§ DOCUMENT SECTION:
For the average citizen, these macroeconomic issues translate into concrete struggles: Food prices have more than doubled in some areas within a year, many are forced into informal, low-paying jobs to scrape by and erratic electricity supply and skyrocketing fuel prices drive up business costs and household expenses.
Yet, somehow, the country doesn’t grind to a halt
“Nigerians’ ability to adjust to the adverse effects of recent economic reforms is driven by a combination of structural and behavioural economic factors,” said Abdulfatai Adedeji, a research fellow at the Centre for the Study of Economies of Africa (CSEA), in earlier conversation with BusinessDay.
“The high level of informality and self-employment, especially in agriculture and small-scale enterprises, provides flexible, though often low-income, avenues for income generation.”
Adedeji describes what he calls “survivalist entrepreneurship,” where households juggle multiple ventures to stay afloat. This adaptability means they can pivot quickly when economic shocks hit.
“They reprioritise expenditures, focusing on essentials like food while slashing non-essentials. Many are also turning to social networks for support or selling off food stock to stay afloat,” he added, citing the 2023/24 General Household Survey.
The survey found that 14 percent of households reduced food consumption, 10.6 percent sold food stock, 9.1 percent took on additional income-generating activities, and nearly 14 percent received informal support from friends or relatives.

§ EXCERPTED DATA:

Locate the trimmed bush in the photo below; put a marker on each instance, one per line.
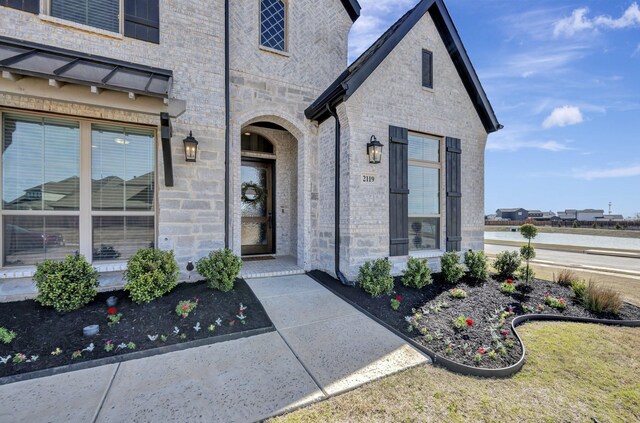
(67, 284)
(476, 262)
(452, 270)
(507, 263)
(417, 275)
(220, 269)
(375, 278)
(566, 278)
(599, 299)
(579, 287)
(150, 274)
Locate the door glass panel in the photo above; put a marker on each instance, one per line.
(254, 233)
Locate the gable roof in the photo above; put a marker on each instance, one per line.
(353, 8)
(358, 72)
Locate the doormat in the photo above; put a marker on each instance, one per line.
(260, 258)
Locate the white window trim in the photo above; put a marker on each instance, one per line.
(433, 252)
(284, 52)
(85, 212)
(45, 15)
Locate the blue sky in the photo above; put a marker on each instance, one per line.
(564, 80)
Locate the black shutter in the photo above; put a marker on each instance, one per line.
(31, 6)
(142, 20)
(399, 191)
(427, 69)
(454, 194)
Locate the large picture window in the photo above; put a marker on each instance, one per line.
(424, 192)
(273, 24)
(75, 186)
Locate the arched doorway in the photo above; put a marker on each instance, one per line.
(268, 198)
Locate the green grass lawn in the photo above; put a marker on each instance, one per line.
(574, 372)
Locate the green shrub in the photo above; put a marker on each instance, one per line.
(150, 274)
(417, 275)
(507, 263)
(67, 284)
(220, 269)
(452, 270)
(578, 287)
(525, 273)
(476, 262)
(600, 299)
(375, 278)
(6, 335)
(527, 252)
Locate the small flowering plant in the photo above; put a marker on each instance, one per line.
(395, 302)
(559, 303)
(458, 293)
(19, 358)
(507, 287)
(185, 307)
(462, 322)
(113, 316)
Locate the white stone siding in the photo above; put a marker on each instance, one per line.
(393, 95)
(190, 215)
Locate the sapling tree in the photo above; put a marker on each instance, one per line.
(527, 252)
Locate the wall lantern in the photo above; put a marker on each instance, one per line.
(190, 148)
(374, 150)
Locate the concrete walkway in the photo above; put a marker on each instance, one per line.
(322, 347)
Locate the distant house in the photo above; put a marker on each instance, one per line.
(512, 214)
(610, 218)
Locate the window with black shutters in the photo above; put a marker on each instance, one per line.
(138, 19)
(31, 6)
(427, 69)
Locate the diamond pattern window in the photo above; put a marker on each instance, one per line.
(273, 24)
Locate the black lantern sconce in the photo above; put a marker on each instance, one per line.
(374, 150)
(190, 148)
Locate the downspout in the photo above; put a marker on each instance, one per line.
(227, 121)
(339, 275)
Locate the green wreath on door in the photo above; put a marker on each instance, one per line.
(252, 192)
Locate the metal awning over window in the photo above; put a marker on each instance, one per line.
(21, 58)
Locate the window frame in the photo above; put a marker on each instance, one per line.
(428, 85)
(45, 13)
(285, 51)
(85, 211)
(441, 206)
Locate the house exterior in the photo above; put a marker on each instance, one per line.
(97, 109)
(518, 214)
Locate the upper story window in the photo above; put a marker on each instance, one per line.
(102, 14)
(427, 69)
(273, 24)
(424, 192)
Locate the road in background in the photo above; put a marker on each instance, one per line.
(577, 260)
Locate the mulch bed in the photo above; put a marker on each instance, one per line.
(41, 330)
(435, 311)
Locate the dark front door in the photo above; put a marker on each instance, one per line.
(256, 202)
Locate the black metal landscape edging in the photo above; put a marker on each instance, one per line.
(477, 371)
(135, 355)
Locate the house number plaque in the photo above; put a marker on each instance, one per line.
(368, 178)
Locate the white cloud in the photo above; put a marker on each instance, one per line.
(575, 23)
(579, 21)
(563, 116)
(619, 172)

==

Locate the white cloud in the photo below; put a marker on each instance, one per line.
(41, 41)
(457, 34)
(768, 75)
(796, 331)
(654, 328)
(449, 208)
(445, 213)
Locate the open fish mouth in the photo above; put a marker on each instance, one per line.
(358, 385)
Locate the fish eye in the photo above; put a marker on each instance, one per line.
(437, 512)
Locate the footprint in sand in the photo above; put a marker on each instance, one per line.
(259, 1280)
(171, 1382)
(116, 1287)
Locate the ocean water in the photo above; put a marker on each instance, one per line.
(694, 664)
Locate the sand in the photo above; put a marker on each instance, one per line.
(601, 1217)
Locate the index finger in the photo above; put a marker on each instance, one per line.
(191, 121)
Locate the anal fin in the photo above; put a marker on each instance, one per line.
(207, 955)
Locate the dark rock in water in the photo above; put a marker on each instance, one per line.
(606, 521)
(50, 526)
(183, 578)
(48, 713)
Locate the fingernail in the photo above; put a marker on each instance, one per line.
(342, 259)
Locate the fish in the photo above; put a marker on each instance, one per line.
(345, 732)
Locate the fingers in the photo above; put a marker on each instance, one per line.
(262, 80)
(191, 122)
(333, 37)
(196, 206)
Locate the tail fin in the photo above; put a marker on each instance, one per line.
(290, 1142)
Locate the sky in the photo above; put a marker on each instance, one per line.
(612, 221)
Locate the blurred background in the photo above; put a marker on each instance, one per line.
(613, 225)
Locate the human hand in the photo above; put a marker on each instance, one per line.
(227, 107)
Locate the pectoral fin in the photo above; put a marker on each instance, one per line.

§ YOUR TASK:
Decide whether each statement agrees with the passage on how Nigerians cope with recent economic reforms, answering yes or no and quoting the deciding words from the passage. (a) The 2023/24 General Household Survey found that 9.1 percent of households took on additional income-generating activities. (b) Adedeji is a research fellow at the Centre for the Study of Economies of Africa. (c) According to Adedeji, households shift their spending toward non-essentials.

§ COMPLETED EXERCISE:
(a) Yes: "9.1 percent took on additional income-generating activities"
(b) Yes: "a research fellow at the Centre for the Study of Economies of Africa (CSEA)"
(c) No: "focusing on essentials like food while slashing non-essentials"